(Referring expression pointing data)

_ _ _ _ _

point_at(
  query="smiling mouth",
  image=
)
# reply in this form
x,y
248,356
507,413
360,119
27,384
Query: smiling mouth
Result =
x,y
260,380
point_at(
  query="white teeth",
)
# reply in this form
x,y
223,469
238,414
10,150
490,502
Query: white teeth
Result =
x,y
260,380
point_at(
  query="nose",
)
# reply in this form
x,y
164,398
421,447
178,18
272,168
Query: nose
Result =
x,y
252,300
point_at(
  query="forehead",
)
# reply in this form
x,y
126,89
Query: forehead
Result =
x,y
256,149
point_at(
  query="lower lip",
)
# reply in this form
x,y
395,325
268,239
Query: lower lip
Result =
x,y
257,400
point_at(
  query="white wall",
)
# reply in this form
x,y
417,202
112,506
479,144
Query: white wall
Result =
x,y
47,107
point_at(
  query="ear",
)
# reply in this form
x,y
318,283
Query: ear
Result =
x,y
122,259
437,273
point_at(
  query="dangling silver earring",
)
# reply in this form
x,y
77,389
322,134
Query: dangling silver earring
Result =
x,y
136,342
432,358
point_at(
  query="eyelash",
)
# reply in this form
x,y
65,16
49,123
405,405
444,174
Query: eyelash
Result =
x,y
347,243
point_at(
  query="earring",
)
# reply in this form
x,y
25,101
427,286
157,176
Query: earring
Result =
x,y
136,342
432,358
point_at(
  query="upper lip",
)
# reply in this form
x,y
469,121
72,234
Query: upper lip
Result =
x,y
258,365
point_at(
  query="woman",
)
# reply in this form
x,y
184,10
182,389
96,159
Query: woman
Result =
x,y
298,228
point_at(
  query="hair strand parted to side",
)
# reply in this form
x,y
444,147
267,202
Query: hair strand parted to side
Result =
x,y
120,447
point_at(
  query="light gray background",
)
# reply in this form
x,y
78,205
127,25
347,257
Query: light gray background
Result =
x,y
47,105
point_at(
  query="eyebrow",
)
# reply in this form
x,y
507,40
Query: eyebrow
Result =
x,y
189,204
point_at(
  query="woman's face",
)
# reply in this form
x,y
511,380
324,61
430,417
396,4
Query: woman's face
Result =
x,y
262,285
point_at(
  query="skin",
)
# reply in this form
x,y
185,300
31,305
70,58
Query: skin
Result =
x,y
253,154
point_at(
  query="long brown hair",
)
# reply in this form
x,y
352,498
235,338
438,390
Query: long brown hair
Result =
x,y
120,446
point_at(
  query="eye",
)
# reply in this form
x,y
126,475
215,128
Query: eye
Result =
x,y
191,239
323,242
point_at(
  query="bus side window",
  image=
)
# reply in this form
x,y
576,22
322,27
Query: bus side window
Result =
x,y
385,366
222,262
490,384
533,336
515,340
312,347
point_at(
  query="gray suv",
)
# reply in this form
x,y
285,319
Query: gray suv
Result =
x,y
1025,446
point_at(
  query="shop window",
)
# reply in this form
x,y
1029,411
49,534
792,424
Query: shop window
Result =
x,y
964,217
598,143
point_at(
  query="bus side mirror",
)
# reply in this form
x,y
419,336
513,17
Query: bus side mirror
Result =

_ _ _ _ _

- [WHAT IS EXPECTED] A faithful, word-for-word copy of the data is the expected answer.

- [RESPONSE AREA]
point_at(
  query="smiling mouth",
  image=
)
# reply in this form
x,y
248,356
507,413
360,119
27,384
Query: smiling mouth
Result =
x,y
260,380
point_at(
  query="white teeth",
)
# reply in this form
x,y
223,469
238,414
10,150
490,502
Query: white teeth
Result =
x,y
260,380
point_at(
  query="nose",
)
# reply in this form
x,y
164,398
421,447
178,18
272,168
Query: nose
Result =
x,y
252,300
point_at(
  query="forehead",
)
# reply in this form
x,y
126,89
Query: forehead
Result =
x,y
256,149
point_at(
  query="lower lip",
)
# reply in this form
x,y
395,325
268,239
Query: lower lip
Result =
x,y
257,400
point_at(
  query="white wall",
)
# reply in this form
x,y
417,202
112,506
479,144
Query: white wall
Result =
x,y
47,107
point_at(
  query="ear",
)
# reply in this form
x,y
318,283
Query: ear
Result =
x,y
122,259
437,273
point_at(
  query="dangling silver earring",
)
# reply in this form
x,y
77,389
322,134
Query: dangling silver earring
Result =
x,y
136,342
432,358
point_at(
  query="eyelash",
)
# reply in this form
x,y
65,16
49,123
405,405
444,174
Query: eyelash
Result =
x,y
347,243
point_at(
  query="earring",
)
# reply in this form
x,y
25,101
427,286
157,176
Query: earring
Result =
x,y
136,342
432,358
point_at(
  query="upper lip",
)
# reply in this form
x,y
469,121
72,234
Query: upper lip
Result =
x,y
258,365
point_at(
  query="woman",
)
# reply in this form
x,y
184,10
182,389
96,159
Query: woman
Result =
x,y
298,228
point_at(
  query="hair strand parted to side",
)
# reply in this form
x,y
444,147
267,202
Query: hair strand parted to side
Result =
x,y
120,447
point_at(
  query="light gray background",
)
# reply in this form
x,y
78,205
127,25
347,257
Query: light gray background
Result =
x,y
47,105
point_at(
  query="eyebrow",
)
# reply in this form
x,y
507,40
Query: eyebrow
Result =
x,y
189,204
point_at(
  query="woman's face",
)
# reply in this form
x,y
511,380
324,61
430,417
396,4
Query: woman's face
Result =
x,y
262,285
point_at(
  query="skin",
)
# reply in this form
x,y
185,300
31,305
70,58
Query: skin
Result =
x,y
253,154
point_at(
  query="long brown hair",
)
# reply in this form
x,y
352,498
235,338
438,390
Query: long brown hair
Result =
x,y
120,446
point_at(
  query="eye",
)
# reply in this form
x,y
126,475
215,128
Query: eye
Result =
x,y
191,239
323,242
point_at(
  query="bus side window",
  image=
)
# reply in this form
x,y
576,22
322,27
Query: bus side window
Result =
x,y
385,366
222,262
490,384
533,336
515,340
312,347
point_at(
  query="gray suv",
)
# reply in this form
x,y
285,319
Query: gray suv
Result =
x,y
1025,446
point_at(
  query="shop window",
)
# reply in this form
x,y
1029,411
49,534
792,424
Query: shop window
Result =
x,y
964,217
598,143
point_at(
  query="bus side mirror",
)
# reply in this form
x,y
419,336
513,17
Query: bus side mirror
Result =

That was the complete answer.